> Exercise aim
Which lines of the records contain the word "white"? Show each of them.

> Records for processing
________________________
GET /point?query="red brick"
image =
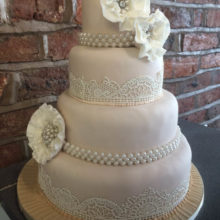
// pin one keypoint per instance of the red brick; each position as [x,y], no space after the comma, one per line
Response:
[213,111]
[181,66]
[215,124]
[3,82]
[178,17]
[196,117]
[208,97]
[43,82]
[78,17]
[173,43]
[60,43]
[216,77]
[196,1]
[211,60]
[198,82]
[186,104]
[23,9]
[213,18]
[11,153]
[201,41]
[15,123]
[20,48]
[50,10]
[198,17]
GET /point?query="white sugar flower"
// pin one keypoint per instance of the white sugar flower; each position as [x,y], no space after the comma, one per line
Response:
[46,133]
[119,10]
[151,34]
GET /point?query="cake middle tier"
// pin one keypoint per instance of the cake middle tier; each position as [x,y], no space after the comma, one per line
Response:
[118,64]
[114,76]
[114,129]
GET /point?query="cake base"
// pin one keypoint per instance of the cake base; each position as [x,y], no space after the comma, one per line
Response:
[35,205]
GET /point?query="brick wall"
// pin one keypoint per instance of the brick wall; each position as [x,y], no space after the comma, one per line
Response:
[35,39]
[192,63]
[37,35]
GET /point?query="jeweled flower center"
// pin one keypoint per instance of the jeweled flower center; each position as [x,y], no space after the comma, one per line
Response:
[123,4]
[49,133]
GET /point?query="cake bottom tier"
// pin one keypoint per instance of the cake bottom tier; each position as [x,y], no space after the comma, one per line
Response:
[91,191]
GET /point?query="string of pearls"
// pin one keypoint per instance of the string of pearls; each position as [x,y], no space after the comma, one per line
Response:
[124,39]
[125,159]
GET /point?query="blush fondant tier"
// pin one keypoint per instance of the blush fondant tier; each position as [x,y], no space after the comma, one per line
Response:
[91,191]
[119,129]
[118,64]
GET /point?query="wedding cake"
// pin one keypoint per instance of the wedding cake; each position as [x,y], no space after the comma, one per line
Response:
[112,149]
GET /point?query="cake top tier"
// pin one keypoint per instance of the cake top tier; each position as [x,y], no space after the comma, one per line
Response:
[104,20]
[93,19]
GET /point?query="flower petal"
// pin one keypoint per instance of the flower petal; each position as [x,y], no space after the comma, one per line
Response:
[45,115]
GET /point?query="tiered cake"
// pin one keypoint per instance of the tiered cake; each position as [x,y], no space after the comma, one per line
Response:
[124,156]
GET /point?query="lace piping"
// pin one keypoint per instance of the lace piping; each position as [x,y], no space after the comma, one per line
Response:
[125,159]
[149,204]
[134,91]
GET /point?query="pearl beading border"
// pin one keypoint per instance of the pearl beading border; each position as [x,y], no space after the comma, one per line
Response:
[124,39]
[125,159]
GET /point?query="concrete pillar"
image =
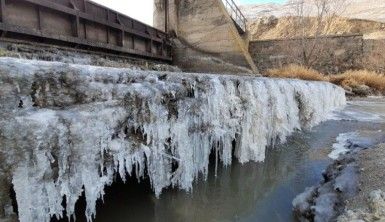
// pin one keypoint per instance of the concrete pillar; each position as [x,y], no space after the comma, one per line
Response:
[203,26]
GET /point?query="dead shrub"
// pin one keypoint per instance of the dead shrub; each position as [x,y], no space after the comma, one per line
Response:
[296,72]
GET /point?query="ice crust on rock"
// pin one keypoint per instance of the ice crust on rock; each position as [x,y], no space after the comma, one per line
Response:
[78,126]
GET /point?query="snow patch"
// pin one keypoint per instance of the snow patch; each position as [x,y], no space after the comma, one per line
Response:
[88,124]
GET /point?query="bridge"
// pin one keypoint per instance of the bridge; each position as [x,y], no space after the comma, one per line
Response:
[215,28]
[82,24]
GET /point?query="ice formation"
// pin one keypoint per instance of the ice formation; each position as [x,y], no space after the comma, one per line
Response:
[65,129]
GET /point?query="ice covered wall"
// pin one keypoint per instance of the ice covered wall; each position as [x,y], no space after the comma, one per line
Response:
[65,129]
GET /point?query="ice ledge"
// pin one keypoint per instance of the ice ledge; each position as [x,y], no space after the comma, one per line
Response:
[68,128]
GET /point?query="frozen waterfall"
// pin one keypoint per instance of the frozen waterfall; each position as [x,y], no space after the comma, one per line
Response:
[65,129]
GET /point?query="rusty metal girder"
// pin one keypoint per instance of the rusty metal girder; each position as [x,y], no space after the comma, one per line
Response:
[82,23]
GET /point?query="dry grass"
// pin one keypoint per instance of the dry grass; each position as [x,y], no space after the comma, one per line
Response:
[287,27]
[348,80]
[354,78]
[296,72]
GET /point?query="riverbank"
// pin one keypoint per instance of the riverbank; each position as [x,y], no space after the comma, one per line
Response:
[369,203]
[352,186]
[359,83]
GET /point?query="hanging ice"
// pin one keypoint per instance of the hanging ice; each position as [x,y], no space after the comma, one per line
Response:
[69,128]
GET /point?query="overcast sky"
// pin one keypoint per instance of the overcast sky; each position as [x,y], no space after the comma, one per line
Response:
[142,9]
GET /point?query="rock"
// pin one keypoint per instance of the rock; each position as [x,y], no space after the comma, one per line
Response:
[376,211]
[377,204]
[362,90]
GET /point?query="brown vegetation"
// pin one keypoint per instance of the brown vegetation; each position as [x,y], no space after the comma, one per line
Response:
[285,27]
[354,78]
[349,80]
[296,72]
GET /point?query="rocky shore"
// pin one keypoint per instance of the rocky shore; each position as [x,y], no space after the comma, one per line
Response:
[353,185]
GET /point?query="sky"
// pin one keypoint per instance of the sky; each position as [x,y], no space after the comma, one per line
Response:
[142,9]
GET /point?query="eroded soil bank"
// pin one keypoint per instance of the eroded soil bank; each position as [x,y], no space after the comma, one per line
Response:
[353,184]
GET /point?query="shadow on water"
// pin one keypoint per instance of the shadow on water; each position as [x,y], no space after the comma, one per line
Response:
[250,192]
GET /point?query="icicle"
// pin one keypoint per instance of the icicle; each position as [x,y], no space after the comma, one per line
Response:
[116,121]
________________________
> Result of the task
GET /point?query="white sugar flower"
// pin one keypoint per instance of the white sugar flower; each position as [x,y], no space after the comma, one per line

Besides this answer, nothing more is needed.